• _Excerpt_:

=======

# Getting a regulated supply of 14v from 12v



## Pudsey_Bear (Sep 25, 2008)

Just seen a TV we like to replace the now refunded Cello, only two issues with it, one is where the vesa screw holes are (too high) and it's 14v.

Obviously I can go down the inverter route, but that's a waste of the LBs and the inverter, we have a similar thread on the self build site, but it's become too difficult to follow as it's got too techy.

So what I need is links to actual devices which have been tested by members, there are loads out there I just want one which is reliable and fairly cheap.


----------



## GEMMY (Jun 19, 2006)

My 'cigar lighter' tv operates from 10v to 14v 

Same as my Sky box

I thought an exact 14v was not necessary

tony


----------



## Penquin (Oct 15, 2007)

I would try it on 12v as your batteries may well supply slightly above that - if you have solar panels they tend to charge at about 13.4v and a 12v battery usually gives about 12.4 v when charged, if it drops below 12v that can mean the battery is damaged,

so give it a whirl before trying to find anything more technical....

TV's are very voltage sensitive and we found that if the voltage drops below 12v the picture going is the first indication - we used to have that when we had one LB only and no solar panels.........

Would this work to allow VESA screw placements to be used?

http://www.amazon.co.uk/Brateck-VESA-Mount-Adaptor-Plate/dp/B00620L20O

Dave


----------



## erneboy (Feb 8, 2007)

Some tellys seem to be more voltage sensitive than others. We had a 12v which switched off every time we used a tap, momentary voltage drop I suppose. Others worked fine with whatever voltage the leisure batteries were giving. I would try it and see before using any other device with it. Having said that I recognise that there may be some risk in doing so, though as it wants 14v you are unlikely to do any damage by over powering it. More likely is that it just wouldn't work due to low voltage, Alan.

=======

• _Provided records_:
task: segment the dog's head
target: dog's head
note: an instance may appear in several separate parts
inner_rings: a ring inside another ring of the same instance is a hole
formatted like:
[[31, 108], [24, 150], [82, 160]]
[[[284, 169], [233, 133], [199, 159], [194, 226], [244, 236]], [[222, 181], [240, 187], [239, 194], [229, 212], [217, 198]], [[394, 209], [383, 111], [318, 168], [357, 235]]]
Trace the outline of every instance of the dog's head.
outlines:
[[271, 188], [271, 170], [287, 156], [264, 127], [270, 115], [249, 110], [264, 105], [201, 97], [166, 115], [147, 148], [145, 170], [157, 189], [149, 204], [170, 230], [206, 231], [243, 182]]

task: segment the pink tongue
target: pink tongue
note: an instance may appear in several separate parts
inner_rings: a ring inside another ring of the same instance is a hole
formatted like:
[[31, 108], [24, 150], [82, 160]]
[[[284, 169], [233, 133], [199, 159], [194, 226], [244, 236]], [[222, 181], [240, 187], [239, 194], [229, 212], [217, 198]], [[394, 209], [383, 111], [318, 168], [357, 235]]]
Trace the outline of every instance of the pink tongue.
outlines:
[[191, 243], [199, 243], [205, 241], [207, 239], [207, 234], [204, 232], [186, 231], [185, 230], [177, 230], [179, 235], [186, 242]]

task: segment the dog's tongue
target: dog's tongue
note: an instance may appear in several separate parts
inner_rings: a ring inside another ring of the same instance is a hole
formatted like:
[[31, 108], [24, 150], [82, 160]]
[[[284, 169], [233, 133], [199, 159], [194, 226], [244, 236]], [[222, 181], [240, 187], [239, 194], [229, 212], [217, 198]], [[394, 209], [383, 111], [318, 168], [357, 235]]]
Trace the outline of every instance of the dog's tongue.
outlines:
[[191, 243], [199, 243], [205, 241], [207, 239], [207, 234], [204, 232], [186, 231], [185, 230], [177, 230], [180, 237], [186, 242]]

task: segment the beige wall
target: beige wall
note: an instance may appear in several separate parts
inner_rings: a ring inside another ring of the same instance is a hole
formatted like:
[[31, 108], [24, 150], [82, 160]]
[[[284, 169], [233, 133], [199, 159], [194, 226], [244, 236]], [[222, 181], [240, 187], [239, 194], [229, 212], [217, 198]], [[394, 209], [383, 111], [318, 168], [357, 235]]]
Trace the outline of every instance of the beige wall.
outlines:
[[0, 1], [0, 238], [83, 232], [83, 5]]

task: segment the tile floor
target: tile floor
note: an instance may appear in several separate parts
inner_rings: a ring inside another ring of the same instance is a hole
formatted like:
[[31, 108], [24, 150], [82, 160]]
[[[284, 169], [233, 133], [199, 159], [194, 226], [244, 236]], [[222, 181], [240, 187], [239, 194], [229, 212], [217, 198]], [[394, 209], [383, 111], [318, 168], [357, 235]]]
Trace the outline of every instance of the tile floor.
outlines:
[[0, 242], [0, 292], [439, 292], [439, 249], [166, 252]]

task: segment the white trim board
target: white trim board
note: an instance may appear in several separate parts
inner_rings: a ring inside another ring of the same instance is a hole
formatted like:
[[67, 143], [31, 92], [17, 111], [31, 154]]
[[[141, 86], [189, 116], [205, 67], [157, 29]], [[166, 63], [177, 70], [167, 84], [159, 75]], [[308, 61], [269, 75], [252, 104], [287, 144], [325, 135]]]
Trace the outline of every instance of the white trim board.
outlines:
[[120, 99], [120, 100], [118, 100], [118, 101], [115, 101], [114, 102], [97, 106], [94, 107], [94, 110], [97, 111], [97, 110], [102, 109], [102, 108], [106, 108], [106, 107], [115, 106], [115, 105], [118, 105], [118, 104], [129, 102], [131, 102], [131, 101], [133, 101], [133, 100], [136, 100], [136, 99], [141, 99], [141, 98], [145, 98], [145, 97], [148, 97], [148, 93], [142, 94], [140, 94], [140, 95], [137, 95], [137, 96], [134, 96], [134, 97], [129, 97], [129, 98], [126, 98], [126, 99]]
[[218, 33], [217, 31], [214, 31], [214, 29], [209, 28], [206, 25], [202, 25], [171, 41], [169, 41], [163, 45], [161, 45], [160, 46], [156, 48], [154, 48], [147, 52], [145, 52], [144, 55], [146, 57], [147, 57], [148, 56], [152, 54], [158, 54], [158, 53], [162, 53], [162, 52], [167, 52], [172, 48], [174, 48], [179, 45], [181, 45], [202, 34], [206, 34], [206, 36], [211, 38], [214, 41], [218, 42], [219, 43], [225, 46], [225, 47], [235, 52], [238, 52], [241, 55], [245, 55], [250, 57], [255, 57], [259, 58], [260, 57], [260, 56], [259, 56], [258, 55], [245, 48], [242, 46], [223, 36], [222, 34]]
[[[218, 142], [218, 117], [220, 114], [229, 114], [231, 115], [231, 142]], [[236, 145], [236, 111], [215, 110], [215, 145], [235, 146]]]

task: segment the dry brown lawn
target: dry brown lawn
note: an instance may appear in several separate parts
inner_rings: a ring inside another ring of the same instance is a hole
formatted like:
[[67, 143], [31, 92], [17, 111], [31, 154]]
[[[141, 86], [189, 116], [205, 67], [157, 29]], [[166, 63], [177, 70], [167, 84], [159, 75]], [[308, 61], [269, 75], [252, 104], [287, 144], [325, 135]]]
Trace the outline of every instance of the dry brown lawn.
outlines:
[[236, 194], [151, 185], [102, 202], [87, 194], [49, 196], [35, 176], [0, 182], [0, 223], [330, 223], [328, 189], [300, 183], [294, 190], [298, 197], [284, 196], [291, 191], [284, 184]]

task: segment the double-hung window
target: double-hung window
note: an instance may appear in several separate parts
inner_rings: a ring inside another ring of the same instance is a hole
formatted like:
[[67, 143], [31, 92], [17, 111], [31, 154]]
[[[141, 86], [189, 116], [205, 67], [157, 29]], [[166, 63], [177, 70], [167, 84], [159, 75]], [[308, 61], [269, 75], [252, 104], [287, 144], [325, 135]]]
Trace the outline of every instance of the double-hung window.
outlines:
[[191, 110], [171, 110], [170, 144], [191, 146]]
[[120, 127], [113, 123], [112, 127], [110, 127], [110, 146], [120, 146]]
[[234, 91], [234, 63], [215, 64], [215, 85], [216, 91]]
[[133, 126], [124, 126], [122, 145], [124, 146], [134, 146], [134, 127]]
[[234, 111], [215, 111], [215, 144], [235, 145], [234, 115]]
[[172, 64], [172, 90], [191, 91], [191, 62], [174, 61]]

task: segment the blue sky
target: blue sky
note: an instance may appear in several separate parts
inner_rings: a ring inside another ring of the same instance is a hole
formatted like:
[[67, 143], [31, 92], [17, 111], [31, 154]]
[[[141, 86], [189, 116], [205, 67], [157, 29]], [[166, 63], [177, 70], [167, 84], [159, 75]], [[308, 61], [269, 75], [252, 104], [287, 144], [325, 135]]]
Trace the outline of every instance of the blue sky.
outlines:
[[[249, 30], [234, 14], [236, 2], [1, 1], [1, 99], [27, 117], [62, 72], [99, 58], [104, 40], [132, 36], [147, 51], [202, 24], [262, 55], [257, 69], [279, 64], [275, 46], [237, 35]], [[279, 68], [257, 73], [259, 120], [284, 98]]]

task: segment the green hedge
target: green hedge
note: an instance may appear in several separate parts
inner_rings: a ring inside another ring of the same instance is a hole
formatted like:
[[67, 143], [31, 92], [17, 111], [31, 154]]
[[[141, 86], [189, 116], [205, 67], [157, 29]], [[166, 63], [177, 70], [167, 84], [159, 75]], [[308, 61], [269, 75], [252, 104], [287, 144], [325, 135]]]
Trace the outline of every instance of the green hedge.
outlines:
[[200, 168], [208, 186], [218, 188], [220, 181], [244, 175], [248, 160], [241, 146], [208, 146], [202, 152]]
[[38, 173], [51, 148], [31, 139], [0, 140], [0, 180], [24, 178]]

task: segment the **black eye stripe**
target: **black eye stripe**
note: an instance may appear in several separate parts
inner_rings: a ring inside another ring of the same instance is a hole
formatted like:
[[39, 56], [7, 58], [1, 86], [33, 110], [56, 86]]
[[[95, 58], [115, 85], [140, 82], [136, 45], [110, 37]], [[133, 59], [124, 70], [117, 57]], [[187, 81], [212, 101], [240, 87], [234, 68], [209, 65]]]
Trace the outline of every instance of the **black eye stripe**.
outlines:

=======

• _Challenge_: Copy out the whole thread on getting a regulated 14v supply from 12v, word for word. None of the data is needed here.

• _Solution for this problem_:
# Getting a regulated supply of 14v from 12v



## Pudsey_Bear (Sep 25, 2008)

Just seen a TV we like to replace the now refunded Cello, only two issues with it, one is where the vesa screw holes are (too high) and it's 14v.

Obviously I can go down the inverter route, but that's a waste of the LBs and the inverter, we have a similar thread on the self build site, but it's become too difficult to follow as it's got too techy.

So what I need is links to actual devices which have been tested by members, there are loads out there I just want one which is reliable and fairly cheap.


----------



## GEMMY (Jun 19, 2006)

My 'cigar lighter' tv operates from 10v to 14v 

Same as my Sky box

I thought an exact 14v was not necessary

tony


----------



## Penquin (Oct 15, 2007)

I would try it on 12v as your batteries may well supply slightly above that - if you have solar panels they tend to charge at about 13.4v and a 12v battery usually gives about 12.4 v when charged, if it drops below 12v that can mean the battery is damaged,

so give it a whirl before trying to find anything more technical....

TV's are very voltage sensitive and we found that if the voltage drops below 12v the picture going is the first indication - we used to have that when we had one LB only and no solar panels.........

Would this work to allow VESA screw placements to be used?

http://www.amazon.co.uk/Brateck-VESA-Mount-Adaptor-Plate/dp/B00620L20O

Dave


----------



## erneboy (Feb 8, 2007)

Some tellys seem to be more voltage sensitive than others. We had a 12v which switched off every time we used a tap, momentary voltage drop I suppose. Others worked fine with whatever voltage the leisure batteries were giving. I would try it and see before using any other device with it. Having said that I recognise that there may be some risk in doing so, though as it wants 14v you are unlikely to do any damage by over powering it. More likely is that it just wouldn't work due to low voltage, Alan.